+++ Extracted entries
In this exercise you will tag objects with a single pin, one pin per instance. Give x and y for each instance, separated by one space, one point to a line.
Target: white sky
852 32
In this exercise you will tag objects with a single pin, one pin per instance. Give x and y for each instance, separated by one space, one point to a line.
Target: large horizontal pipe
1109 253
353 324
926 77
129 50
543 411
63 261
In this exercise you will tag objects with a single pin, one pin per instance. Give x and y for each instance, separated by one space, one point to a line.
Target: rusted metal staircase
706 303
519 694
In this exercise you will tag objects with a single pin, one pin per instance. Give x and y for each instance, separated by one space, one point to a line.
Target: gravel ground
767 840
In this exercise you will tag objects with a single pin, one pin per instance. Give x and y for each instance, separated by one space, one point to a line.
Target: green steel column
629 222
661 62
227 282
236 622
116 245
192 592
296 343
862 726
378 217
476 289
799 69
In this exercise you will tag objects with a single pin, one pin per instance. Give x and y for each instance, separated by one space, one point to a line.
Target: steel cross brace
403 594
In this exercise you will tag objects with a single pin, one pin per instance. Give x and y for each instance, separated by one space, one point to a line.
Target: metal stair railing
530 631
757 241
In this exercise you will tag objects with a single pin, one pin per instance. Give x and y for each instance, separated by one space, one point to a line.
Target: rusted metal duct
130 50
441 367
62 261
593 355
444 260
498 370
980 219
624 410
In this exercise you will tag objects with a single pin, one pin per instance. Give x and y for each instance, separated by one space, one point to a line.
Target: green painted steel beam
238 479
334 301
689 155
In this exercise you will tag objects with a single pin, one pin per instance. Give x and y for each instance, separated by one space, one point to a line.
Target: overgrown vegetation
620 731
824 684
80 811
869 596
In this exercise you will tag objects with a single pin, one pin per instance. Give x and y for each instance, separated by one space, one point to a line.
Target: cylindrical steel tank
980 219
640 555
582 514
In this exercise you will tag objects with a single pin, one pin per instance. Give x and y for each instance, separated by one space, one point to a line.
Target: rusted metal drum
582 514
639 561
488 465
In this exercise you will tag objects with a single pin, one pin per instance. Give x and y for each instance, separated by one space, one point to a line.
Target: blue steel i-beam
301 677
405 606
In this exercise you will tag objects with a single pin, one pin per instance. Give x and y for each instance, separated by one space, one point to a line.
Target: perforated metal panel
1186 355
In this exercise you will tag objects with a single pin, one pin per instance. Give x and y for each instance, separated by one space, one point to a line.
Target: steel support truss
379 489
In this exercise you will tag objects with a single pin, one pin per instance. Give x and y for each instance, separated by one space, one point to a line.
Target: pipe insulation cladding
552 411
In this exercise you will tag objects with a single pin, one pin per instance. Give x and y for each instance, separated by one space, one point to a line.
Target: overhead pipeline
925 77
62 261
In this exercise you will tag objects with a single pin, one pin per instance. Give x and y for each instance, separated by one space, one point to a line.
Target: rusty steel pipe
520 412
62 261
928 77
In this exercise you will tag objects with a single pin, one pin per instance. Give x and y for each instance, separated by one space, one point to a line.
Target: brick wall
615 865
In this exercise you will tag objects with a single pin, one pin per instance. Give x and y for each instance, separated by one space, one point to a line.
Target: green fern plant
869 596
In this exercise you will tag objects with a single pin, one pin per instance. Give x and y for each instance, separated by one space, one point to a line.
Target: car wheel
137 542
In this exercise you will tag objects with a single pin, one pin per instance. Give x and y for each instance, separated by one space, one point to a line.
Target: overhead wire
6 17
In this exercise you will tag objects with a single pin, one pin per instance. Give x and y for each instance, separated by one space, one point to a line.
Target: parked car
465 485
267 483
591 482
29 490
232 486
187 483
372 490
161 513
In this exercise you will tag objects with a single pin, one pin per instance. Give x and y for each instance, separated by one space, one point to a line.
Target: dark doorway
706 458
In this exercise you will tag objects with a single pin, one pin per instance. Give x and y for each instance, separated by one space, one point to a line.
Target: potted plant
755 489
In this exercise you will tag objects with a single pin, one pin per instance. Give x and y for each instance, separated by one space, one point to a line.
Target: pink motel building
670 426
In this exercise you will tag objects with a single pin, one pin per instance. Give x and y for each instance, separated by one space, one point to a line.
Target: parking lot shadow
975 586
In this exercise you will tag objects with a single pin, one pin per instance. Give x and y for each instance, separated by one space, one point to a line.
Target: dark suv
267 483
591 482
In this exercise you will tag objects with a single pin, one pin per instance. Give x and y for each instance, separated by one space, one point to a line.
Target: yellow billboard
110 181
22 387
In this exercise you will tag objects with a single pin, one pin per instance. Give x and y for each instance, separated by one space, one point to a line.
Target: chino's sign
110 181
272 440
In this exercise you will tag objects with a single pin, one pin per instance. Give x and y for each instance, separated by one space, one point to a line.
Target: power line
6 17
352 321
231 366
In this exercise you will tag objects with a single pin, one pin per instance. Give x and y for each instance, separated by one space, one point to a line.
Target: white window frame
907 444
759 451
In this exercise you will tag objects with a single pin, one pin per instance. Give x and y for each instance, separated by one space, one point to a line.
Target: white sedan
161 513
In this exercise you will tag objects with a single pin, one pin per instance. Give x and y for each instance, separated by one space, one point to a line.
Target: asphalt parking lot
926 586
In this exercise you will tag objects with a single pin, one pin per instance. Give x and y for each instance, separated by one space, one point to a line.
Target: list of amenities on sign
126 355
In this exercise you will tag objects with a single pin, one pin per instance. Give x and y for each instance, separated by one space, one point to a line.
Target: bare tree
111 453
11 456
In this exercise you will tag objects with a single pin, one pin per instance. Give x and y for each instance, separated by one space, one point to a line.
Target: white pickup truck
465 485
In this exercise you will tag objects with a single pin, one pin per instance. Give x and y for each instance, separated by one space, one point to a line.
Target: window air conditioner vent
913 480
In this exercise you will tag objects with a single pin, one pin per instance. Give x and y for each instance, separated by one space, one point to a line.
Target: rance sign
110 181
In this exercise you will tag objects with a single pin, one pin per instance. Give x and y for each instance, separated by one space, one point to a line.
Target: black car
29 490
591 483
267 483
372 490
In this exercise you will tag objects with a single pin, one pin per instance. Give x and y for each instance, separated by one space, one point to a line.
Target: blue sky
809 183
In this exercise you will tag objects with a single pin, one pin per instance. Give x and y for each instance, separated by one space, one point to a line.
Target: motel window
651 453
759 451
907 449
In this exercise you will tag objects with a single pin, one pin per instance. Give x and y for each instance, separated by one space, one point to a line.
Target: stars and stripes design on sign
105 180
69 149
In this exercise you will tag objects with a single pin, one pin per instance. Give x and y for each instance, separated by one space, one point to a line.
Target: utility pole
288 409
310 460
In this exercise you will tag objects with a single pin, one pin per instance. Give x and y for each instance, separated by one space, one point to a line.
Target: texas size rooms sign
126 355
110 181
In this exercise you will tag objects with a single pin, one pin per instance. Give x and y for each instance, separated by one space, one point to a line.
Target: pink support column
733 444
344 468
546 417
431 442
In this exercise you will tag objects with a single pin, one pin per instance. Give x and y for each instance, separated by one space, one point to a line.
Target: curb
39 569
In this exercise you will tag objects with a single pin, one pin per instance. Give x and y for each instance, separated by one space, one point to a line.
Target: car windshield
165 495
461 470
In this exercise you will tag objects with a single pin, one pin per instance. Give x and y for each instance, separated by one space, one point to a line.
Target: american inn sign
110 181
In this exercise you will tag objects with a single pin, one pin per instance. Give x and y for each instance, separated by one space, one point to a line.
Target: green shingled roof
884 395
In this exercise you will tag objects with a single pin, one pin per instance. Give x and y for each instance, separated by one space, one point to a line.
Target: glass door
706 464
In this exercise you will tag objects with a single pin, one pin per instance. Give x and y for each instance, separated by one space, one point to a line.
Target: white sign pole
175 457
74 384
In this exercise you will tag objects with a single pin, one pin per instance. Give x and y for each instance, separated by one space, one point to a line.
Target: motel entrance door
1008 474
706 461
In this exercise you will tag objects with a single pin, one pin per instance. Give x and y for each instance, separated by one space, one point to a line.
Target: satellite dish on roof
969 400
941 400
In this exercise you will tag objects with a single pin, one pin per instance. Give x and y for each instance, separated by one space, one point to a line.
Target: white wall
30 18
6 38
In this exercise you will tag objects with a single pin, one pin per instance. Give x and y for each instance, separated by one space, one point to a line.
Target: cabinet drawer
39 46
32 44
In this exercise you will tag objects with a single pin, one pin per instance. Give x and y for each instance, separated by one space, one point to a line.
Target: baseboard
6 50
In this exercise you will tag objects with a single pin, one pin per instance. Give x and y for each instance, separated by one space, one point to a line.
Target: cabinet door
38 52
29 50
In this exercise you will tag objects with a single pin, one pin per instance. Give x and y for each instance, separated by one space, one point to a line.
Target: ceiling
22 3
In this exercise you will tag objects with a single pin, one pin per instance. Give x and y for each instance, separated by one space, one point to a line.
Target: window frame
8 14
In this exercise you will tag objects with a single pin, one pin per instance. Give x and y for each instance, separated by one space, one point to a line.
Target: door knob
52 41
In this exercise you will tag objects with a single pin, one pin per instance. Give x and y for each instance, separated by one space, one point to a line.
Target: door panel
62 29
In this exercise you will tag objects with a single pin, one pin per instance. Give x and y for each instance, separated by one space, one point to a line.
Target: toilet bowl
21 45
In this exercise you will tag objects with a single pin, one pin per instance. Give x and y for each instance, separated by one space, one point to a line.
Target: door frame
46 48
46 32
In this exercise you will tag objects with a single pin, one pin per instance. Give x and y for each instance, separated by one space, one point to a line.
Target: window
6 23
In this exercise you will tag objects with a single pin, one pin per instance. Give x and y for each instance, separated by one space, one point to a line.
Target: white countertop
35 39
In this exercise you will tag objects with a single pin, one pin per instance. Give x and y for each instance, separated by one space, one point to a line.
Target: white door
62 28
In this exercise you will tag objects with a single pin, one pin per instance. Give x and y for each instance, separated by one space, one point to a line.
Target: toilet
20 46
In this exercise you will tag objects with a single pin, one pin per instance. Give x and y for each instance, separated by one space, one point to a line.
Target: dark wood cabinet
++++++
# [What is asked]
Please find every line above that contains the word "overhead" and copy each of those lines in full.

# [Answer to this problem]
Target: overhead pipeline
Target: overhead wire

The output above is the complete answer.